--- Start Available data ---

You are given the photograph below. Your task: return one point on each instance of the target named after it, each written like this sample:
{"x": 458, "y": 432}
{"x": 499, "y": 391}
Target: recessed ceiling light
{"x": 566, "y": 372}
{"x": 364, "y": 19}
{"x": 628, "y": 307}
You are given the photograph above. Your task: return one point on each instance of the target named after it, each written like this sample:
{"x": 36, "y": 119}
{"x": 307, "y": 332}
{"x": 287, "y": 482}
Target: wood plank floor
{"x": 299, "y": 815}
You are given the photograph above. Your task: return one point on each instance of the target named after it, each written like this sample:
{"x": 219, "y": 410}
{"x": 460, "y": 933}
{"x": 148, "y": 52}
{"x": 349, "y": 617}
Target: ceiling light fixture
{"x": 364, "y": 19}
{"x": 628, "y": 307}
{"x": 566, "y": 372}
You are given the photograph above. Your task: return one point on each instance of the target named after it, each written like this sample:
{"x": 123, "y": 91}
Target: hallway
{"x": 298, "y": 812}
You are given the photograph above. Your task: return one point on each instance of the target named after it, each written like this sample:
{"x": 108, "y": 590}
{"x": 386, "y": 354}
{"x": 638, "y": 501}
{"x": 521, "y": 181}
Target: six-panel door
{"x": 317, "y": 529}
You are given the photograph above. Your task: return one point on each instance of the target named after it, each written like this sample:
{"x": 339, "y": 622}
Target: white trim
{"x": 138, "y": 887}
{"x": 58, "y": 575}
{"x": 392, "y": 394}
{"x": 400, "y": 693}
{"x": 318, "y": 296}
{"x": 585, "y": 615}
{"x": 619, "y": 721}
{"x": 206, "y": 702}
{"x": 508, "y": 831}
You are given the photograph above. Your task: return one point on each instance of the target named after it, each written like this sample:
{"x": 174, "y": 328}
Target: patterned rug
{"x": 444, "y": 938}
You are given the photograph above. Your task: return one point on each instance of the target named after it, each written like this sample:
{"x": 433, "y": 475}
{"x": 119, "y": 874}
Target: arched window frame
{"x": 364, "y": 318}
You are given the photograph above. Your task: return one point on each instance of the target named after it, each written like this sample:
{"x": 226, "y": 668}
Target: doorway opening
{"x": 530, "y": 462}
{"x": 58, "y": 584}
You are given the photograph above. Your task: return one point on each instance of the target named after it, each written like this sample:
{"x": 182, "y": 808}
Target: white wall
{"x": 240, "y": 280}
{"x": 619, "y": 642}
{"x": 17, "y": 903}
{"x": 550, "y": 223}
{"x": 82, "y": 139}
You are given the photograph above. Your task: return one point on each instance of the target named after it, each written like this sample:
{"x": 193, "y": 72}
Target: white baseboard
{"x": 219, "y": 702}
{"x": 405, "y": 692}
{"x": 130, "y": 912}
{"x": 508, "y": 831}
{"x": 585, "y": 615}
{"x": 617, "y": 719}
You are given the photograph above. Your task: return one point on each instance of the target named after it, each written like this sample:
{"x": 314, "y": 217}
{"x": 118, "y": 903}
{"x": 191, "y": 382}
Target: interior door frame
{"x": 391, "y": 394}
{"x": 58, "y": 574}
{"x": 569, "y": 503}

--- End Available data ---

*Challenge:* Copy out each record from above, exactly.

*Final result:*
You are given the photograph below. Your task: return one point on each instance of the target named after it, each written like this sample:
{"x": 458, "y": 432}
{"x": 499, "y": 391}
Target: recessed ceiling light
{"x": 566, "y": 372}
{"x": 364, "y": 19}
{"x": 628, "y": 307}
You are given the photograph above. Your task: return one point on each instance of the target named after it, each written like this sample:
{"x": 36, "y": 119}
{"x": 307, "y": 332}
{"x": 287, "y": 482}
Target: wood plank floor
{"x": 299, "y": 815}
You are given the photograph above. Your task: return one point on each instance of the target named after it, each written like this sample:
{"x": 219, "y": 410}
{"x": 460, "y": 933}
{"x": 148, "y": 52}
{"x": 349, "y": 617}
Target: ceiling light fixture
{"x": 364, "y": 19}
{"x": 628, "y": 307}
{"x": 566, "y": 372}
You are given the photograph above. Your task: return one point on each instance of the target named after it, each written like this sample:
{"x": 123, "y": 91}
Target: hallway
{"x": 298, "y": 812}
You are given the photograph above. Your task: return one point on each instance of the target named after it, each written like this sample:
{"x": 108, "y": 590}
{"x": 386, "y": 354}
{"x": 638, "y": 501}
{"x": 521, "y": 181}
Target: six-panel door
{"x": 317, "y": 529}
You are given the photograph above. Your task: return one point on each instance of the target named after it, each written like this sample:
{"x": 339, "y": 622}
Target: white trim
{"x": 138, "y": 887}
{"x": 58, "y": 575}
{"x": 392, "y": 394}
{"x": 400, "y": 693}
{"x": 318, "y": 296}
{"x": 585, "y": 615}
{"x": 619, "y": 721}
{"x": 206, "y": 702}
{"x": 508, "y": 831}
You are given the photograph above. Your task: return one point on each instance of the target named after it, each written like this sample:
{"x": 174, "y": 328}
Target: patterned rug
{"x": 444, "y": 938}
You are given the photograph above. Your task: return one point on each instance of the target named after it, each written like this sample:
{"x": 433, "y": 475}
{"x": 119, "y": 874}
Target: arched window frame
{"x": 364, "y": 318}
You are given the photograph above. Your task: return one point on each instance of the target named after it, each written like this sample:
{"x": 226, "y": 668}
Target: doorway opening
{"x": 530, "y": 462}
{"x": 58, "y": 584}
You are given the photograph above. Your task: return one point on each instance of the target named after it, each written like this sample:
{"x": 182, "y": 808}
Target: white wall
{"x": 240, "y": 280}
{"x": 619, "y": 642}
{"x": 17, "y": 903}
{"x": 550, "y": 223}
{"x": 82, "y": 139}
You are given the photograph above. Your task: return one point on each instance of the target named after it, each written like this sample:
{"x": 193, "y": 72}
Target: white baseboard
{"x": 219, "y": 702}
{"x": 405, "y": 692}
{"x": 130, "y": 912}
{"x": 508, "y": 831}
{"x": 585, "y": 615}
{"x": 617, "y": 719}
You are given the photograph above. Your task: return one point on each instance of the target named after it, each written like this sample:
{"x": 314, "y": 217}
{"x": 118, "y": 903}
{"x": 191, "y": 382}
Target: interior door frame
{"x": 391, "y": 394}
{"x": 58, "y": 574}
{"x": 569, "y": 503}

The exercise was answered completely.